Tarefa:
Responda com base no texto sobre dislipidemia em crianças e adolescentes:
(a) Quantas crianças e adolescentes participaram da pesquisa, e de que idades?
(b) A que veículo a professora Eliana Cotta de Faria deu a declaração?
(c) Qual doença, segundo a pesquisadora, começa na infância de forma silenciosa?

Texto para análise:
··········

A pesquisa envolveu 1.937 crianças e adolescentes de 2 a 19 anos, de ambos os sexos, de diferentes classes socioeconômicas, atendidos nos ambulatórios do Hospital de Clínicas da Unicamp, no período de 2000 a 2007. De acordo com a autora principal do estudo, Eliana Cotta de Faria, professora da FCM da Unicamp, o objetivo era estabelecer a prevalência de dislipidemias, o aumento anormal da taxa de lipídios no sangue, em uma amostra populacional brasileira ambulatorial de crianças e adolescentes.

Segundo ela, a dislipidemia nessa faixa etária está cada vez mais prevalente, provavelmente devido às mudanças nos hábitos alimentares, à obesidade e ao sobrepeso associados à redução na prática de atividades físicas regulares com o estabelecimento de vida sedentária. “Deve-se sempre enfatizar que existe uma associação entre fatores ambientais e genéticos na etiologia das dislipidemias. Outro aspecto a destacar é o fato de o estudo ter envolvido uma amostra populacional que procurou o serviço hospitalar, o que naturalmente seleciona os casos que espelham a realidade da população geral”, disse à Agência FAPESP.

A pesquisadora afirma que diversos estudos demonstram que a doença arterial coronariana (DAC) se inicia na infância de forma silenciosa, progredindo significativamente com o decorrer dos anos. “O diagnóstico precoce da dislipidemia, cada vez mais freqüente em crianças e adolescentes, é essencial para a prevenção dessa doença, especialmente quando existem na família antecedentes de fatores de risco para a DAC”, salientou. Os índices encontrados podem ser explicados tanto por fatores ambientais como genéticos. Pode ocorrer uma associação entre fatores ambientais e genéticos na etiologia das dislipidemias. Em alguns casos, existem deficiências genéticas familiares em enzimas, proteínas e receptores celulares responsáveis pelo catabolismo dos lípides e lipoproteínas circulantes, o que leva a graves elevações de suas concentrações e que constituem as dislipidemias primárias que são independentes dos fatores ambientais.

··········

Material de apoio:

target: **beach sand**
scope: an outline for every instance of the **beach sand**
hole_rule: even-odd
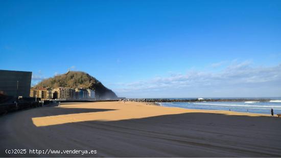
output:
[[[67,103],[0,117],[0,156],[281,157],[281,118],[146,103]],[[96,150],[7,154],[6,149]]]

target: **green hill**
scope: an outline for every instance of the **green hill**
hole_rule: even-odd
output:
[[[52,88],[58,87],[72,88],[82,87],[95,90],[96,98],[99,99],[113,99],[117,98],[117,96],[112,91],[104,86],[95,77],[79,71],[69,71],[64,74],[44,79],[34,86],[37,88]]]

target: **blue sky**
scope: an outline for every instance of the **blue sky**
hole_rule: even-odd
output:
[[[0,69],[128,98],[281,95],[281,1],[0,1]]]

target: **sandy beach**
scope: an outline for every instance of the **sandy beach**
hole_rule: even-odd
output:
[[[67,103],[0,117],[3,157],[280,157],[281,118],[128,102]],[[96,154],[6,154],[7,149]]]

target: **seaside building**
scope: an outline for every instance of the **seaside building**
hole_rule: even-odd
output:
[[[53,90],[53,98],[59,99],[74,99],[75,96],[75,91],[73,89],[65,87],[58,87]]]
[[[94,90],[88,89],[87,89],[87,91],[88,91],[88,98],[91,98],[91,99],[95,98],[95,92]]]
[[[53,98],[53,92],[48,88],[39,88],[30,89],[30,97],[40,98],[41,100],[48,100]]]
[[[84,88],[75,88],[76,99],[81,99],[87,98],[89,96],[88,91]]]
[[[0,70],[0,93],[15,97],[29,96],[32,72]]]

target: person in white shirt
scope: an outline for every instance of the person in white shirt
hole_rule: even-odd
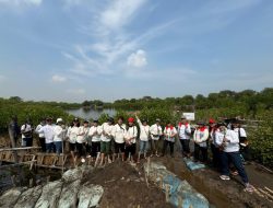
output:
[[[177,136],[176,128],[171,125],[170,122],[167,122],[167,126],[164,129],[164,145],[163,145],[162,157],[165,155],[166,149],[169,146],[170,157],[174,158],[174,147],[175,147],[176,136]]]
[[[146,153],[149,150],[149,140],[150,140],[150,126],[147,125],[146,119],[143,119],[141,122],[136,114],[135,117],[140,126],[140,151],[138,157],[138,163],[140,163],[141,154],[144,154],[144,159],[146,159]]]
[[[35,132],[38,134],[38,130],[46,125],[46,120],[43,118],[40,120],[40,123],[38,124],[38,126],[36,127],[35,129]],[[46,141],[45,141],[45,134],[41,132],[41,134],[38,134],[38,137],[39,137],[39,145],[40,145],[40,148],[41,148],[41,152],[46,152]]]
[[[54,152],[54,126],[52,126],[52,118],[48,117],[46,119],[47,124],[46,126],[43,126],[39,130],[38,134],[44,134],[45,135],[45,141],[46,141],[46,152]]]
[[[73,126],[70,127],[68,129],[68,139],[69,139],[69,150],[70,150],[70,153],[75,162],[75,142],[76,142],[76,137],[78,137],[78,134],[79,134],[79,127],[80,127],[80,122],[78,118],[74,118],[73,119]]]
[[[63,140],[66,138],[67,129],[66,126],[63,125],[62,118],[58,118],[56,122],[56,126],[54,127],[54,145],[55,145],[55,150],[57,154],[62,153],[63,149]]]
[[[229,163],[232,162],[238,171],[242,182],[245,183],[247,192],[253,192],[253,186],[249,184],[248,175],[244,167],[239,153],[239,138],[238,135],[230,129],[227,129],[224,123],[218,124],[218,131],[216,132],[216,143],[221,147],[222,159],[222,175],[221,180],[230,180]]]
[[[108,163],[111,162],[110,160],[110,148],[111,148],[111,132],[114,128],[114,118],[109,117],[106,123],[102,125],[102,136],[100,136],[100,153],[102,153],[102,160],[100,165],[103,165],[105,161],[105,157],[108,158]]]
[[[25,124],[21,127],[22,134],[22,147],[33,146],[33,128],[29,119],[26,119]]]
[[[178,123],[178,137],[182,147],[182,155],[190,157],[190,136],[191,128],[185,116],[181,116],[180,123]]]
[[[93,126],[90,128],[88,137],[92,141],[92,158],[93,160],[96,159],[97,153],[100,152],[100,136],[102,136],[102,127],[98,125],[98,120],[95,119],[93,122]]]
[[[76,147],[78,155],[79,158],[81,158],[81,162],[85,162],[83,148],[84,148],[84,143],[86,142],[86,137],[90,131],[88,124],[90,124],[88,120],[84,120],[83,126],[79,127],[79,131],[76,135],[75,147]]]
[[[194,141],[194,162],[207,162],[207,139],[209,139],[209,129],[205,126],[204,122],[198,123],[198,128],[193,134]],[[200,158],[200,151],[202,158]]]
[[[118,124],[116,124],[112,128],[112,137],[114,137],[114,148],[115,148],[115,157],[121,152],[121,159],[124,161],[124,137],[126,137],[126,125],[123,124],[124,118],[120,116],[118,118]]]
[[[134,162],[134,155],[136,150],[136,137],[138,137],[138,128],[134,125],[134,118],[130,117],[128,118],[128,128],[126,132],[126,158],[128,160],[131,160]],[[131,158],[130,158],[130,157]]]
[[[152,154],[151,157],[153,157],[153,154],[155,154],[156,157],[159,157],[158,155],[158,148],[159,148],[159,139],[163,135],[163,131],[162,131],[162,126],[161,126],[161,119],[157,118],[155,120],[155,124],[152,125],[150,127],[150,132],[151,132],[151,138],[152,138]]]

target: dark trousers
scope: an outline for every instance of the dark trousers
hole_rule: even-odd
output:
[[[214,167],[221,170],[219,149],[216,148],[213,143],[211,143],[211,150],[212,150],[212,164]]]
[[[129,157],[129,153],[131,153],[131,157],[133,157],[135,154],[135,150],[136,150],[135,143],[131,143],[130,146],[126,145],[126,158]]]
[[[92,157],[96,158],[97,152],[100,152],[100,141],[92,141]]]
[[[229,162],[232,162],[235,169],[238,171],[244,183],[248,183],[248,175],[245,171],[240,153],[239,152],[221,152],[222,159],[222,174],[229,175]]]
[[[174,146],[175,142],[168,141],[168,140],[164,140],[164,145],[163,145],[163,155],[166,152],[167,147],[169,146],[169,150],[170,150],[170,155],[174,155]]]
[[[179,139],[182,146],[182,154],[188,155],[190,153],[190,140],[189,139]]]
[[[200,158],[200,152],[202,154],[202,159]],[[200,147],[198,143],[194,143],[194,160],[206,162],[207,161],[207,148]]]
[[[78,151],[79,157],[83,157],[83,143],[75,143],[75,148]]]
[[[40,151],[46,152],[46,141],[45,137],[39,137]]]

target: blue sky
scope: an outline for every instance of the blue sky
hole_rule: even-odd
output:
[[[114,101],[272,85],[272,0],[0,0],[2,97]]]

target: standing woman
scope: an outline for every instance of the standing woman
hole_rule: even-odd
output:
[[[98,120],[94,120],[93,126],[90,128],[88,131],[88,137],[91,138],[92,141],[91,155],[93,161],[96,159],[98,152],[100,152],[100,136],[102,136],[102,127],[98,126]]]
[[[74,163],[76,161],[75,158],[75,141],[76,141],[76,136],[79,134],[79,119],[74,118],[73,119],[73,126],[68,130],[68,138],[69,138],[69,151],[74,160]]]
[[[81,158],[81,162],[85,162],[84,146],[83,145],[86,142],[86,137],[87,137],[88,131],[90,131],[88,124],[90,124],[88,120],[84,120],[83,126],[79,127],[79,131],[76,135],[75,147],[76,147],[78,154]]]
[[[140,126],[140,151],[138,157],[138,163],[140,163],[141,154],[144,154],[144,159],[146,159],[146,153],[149,150],[150,126],[147,125],[147,120],[143,119],[141,123],[136,114],[135,117]]]
[[[193,134],[194,141],[194,161],[201,161],[203,163],[207,162],[207,139],[209,139],[209,129],[205,127],[204,122],[198,123],[198,128]],[[200,151],[202,159],[200,159]]]
[[[115,154],[114,160],[119,152],[121,152],[122,161],[124,161],[124,137],[126,137],[126,125],[123,124],[124,118],[120,116],[118,118],[118,124],[116,124],[112,128],[112,137],[114,137],[114,147],[115,147]]]
[[[170,149],[170,157],[174,158],[174,147],[176,141],[177,130],[171,125],[170,122],[167,123],[167,126],[164,129],[164,145],[163,145],[163,152],[162,155],[164,157],[167,147],[169,146]]]

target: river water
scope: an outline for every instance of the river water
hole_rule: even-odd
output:
[[[79,108],[79,109],[68,109],[69,114],[84,118],[84,119],[98,119],[102,114],[108,114],[109,116],[116,115],[116,109],[105,108],[105,109],[93,109],[93,108]]]

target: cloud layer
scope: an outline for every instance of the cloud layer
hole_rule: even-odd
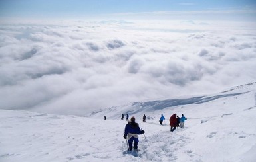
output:
[[[253,24],[0,26],[0,108],[83,115],[256,80]]]

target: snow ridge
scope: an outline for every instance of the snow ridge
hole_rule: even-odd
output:
[[[0,161],[255,161],[255,99],[256,89],[237,89],[166,100],[172,107],[152,101],[88,117],[0,110]],[[155,104],[162,108],[154,108]],[[126,153],[122,137],[127,122],[120,112],[127,111],[146,132],[139,137],[138,157]],[[174,113],[188,120],[184,128],[171,132],[168,118]]]

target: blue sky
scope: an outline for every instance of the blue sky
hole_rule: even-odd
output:
[[[212,17],[215,19],[225,18],[254,20],[255,9],[255,0],[0,1],[0,17],[2,18],[172,19],[177,17],[203,19],[204,17],[209,19],[209,17]],[[160,11],[164,12],[160,14]],[[194,17],[190,14],[192,11],[196,11],[192,14]]]

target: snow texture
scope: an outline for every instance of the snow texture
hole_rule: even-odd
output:
[[[0,110],[0,161],[256,161],[255,87],[128,104],[86,117]],[[122,113],[146,132],[138,154],[127,151]],[[188,120],[171,132],[174,113]]]

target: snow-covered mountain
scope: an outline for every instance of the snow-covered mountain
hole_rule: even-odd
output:
[[[0,161],[256,161],[255,101],[252,83],[217,94],[113,106],[84,117],[0,110]],[[127,122],[120,118],[126,113],[146,132],[136,157],[127,153],[122,137]],[[171,132],[168,119],[174,113],[188,120],[185,128]]]

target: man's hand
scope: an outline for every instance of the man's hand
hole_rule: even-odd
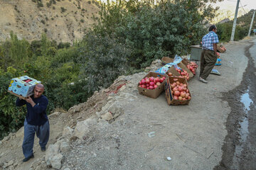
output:
[[[33,102],[33,101],[30,96],[26,98],[25,100],[26,102],[29,103],[32,106],[32,107],[33,107],[36,105],[35,102]]]

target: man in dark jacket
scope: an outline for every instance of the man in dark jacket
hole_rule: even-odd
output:
[[[35,133],[39,138],[41,151],[46,151],[46,144],[50,136],[50,125],[46,115],[48,104],[48,98],[43,95],[44,86],[38,84],[34,88],[34,94],[25,100],[18,98],[16,102],[17,106],[26,105],[27,114],[24,121],[24,138],[22,144],[22,151],[25,156],[23,162],[27,162],[33,158],[33,147]]]
[[[217,43],[219,42],[217,27],[211,26],[209,33],[202,38],[202,53],[200,61],[199,80],[203,83],[208,83],[206,80],[214,67],[217,61]]]

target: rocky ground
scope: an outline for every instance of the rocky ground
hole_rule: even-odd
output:
[[[198,80],[197,70],[188,81],[189,105],[169,106],[164,93],[156,99],[139,94],[137,84],[146,72],[120,76],[86,103],[50,115],[47,150],[40,150],[36,139],[35,158],[28,162],[22,162],[23,128],[6,137],[0,142],[0,169],[203,170],[221,169],[227,162],[231,167],[232,153],[223,156],[232,128],[226,94],[243,79],[250,41],[225,45],[223,64],[215,67],[222,75],[210,74],[209,84]]]

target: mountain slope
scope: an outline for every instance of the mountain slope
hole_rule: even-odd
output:
[[[72,42],[82,37],[99,10],[97,2],[88,0],[1,0],[0,41],[14,31],[28,41],[46,33],[50,40]]]

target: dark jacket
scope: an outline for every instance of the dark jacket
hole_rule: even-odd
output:
[[[37,98],[33,98],[33,97],[31,96],[31,98],[36,103],[33,107],[25,100],[20,100],[18,98],[16,100],[16,105],[17,106],[21,106],[24,104],[26,105],[27,114],[26,115],[26,118],[28,124],[32,125],[42,125],[48,120],[46,108],[48,100],[43,95]]]

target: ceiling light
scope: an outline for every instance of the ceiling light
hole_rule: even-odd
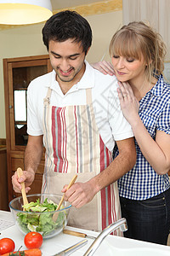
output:
[[[38,23],[52,15],[50,0],[0,0],[0,24]]]

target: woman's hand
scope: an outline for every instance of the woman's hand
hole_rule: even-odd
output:
[[[117,88],[118,96],[121,103],[121,108],[123,115],[129,124],[138,121],[139,103],[134,96],[133,90],[128,83],[118,82],[119,88]]]
[[[110,74],[113,76],[115,74],[115,71],[113,69],[113,66],[110,62],[103,61],[96,63],[90,64],[94,68],[99,70],[104,74]]]

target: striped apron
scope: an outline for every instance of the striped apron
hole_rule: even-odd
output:
[[[46,148],[42,193],[62,195],[65,184],[77,174],[86,182],[112,161],[111,152],[99,133],[92,104],[92,90],[86,90],[87,105],[57,108],[50,105],[51,89],[44,99]],[[71,207],[69,223],[76,228],[101,231],[121,218],[116,182],[97,193],[80,209]],[[122,236],[119,230],[114,235]]]

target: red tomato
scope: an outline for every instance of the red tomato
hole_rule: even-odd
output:
[[[10,238],[2,238],[0,240],[0,255],[3,255],[7,253],[14,252],[14,242]]]
[[[42,236],[37,232],[29,232],[24,238],[24,243],[28,249],[40,248],[42,241]]]

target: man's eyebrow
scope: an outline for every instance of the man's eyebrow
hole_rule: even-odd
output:
[[[54,55],[57,55],[57,56],[60,56],[60,55],[57,54],[56,52],[51,50],[51,53]],[[79,53],[75,53],[74,55],[68,55],[68,57],[74,57],[74,56],[78,56],[80,55]]]

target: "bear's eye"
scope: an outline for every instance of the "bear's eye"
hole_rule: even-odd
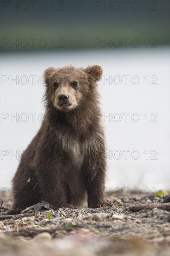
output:
[[[77,82],[77,81],[73,81],[72,83],[72,84],[73,86],[77,86],[78,84],[78,83]]]
[[[53,83],[53,86],[54,87],[54,88],[57,88],[58,86],[59,86],[59,84],[57,82],[54,82]]]

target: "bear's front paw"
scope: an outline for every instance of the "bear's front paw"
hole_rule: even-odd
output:
[[[114,207],[115,206],[113,202],[107,200],[104,200],[97,203],[88,203],[88,207],[90,208],[100,208],[104,206]]]

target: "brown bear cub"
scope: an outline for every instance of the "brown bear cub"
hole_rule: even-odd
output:
[[[111,206],[104,197],[105,141],[97,81],[100,66],[44,72],[46,111],[13,179],[13,212],[41,201],[54,209]]]

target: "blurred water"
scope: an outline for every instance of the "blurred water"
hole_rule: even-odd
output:
[[[44,111],[41,101],[44,87],[39,83],[38,78],[44,69],[50,65],[59,67],[72,64],[85,67],[98,64],[104,69],[98,84],[105,116],[107,187],[169,188],[168,48],[4,54],[1,63],[1,187],[10,186],[19,163],[16,150],[20,153],[26,148],[41,124],[39,119]],[[34,84],[32,76],[35,76]],[[11,81],[14,78],[19,80],[18,85]],[[111,81],[105,81],[111,78]],[[37,113],[34,121],[33,114],[30,113]],[[152,113],[156,114],[150,116]],[[11,115],[16,115],[18,120],[11,119]],[[15,153],[17,155],[12,155]]]

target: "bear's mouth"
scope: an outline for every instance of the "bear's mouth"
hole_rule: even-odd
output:
[[[68,107],[71,106],[71,105],[68,103],[62,103],[60,104],[59,106],[61,107]]]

··········

Resposta:
(a) 1.937 crianças e adolescentes, de 2 a 19 anos.
(b) À Agência FAPESP.
(c) A doença arterial coronariana (DAC).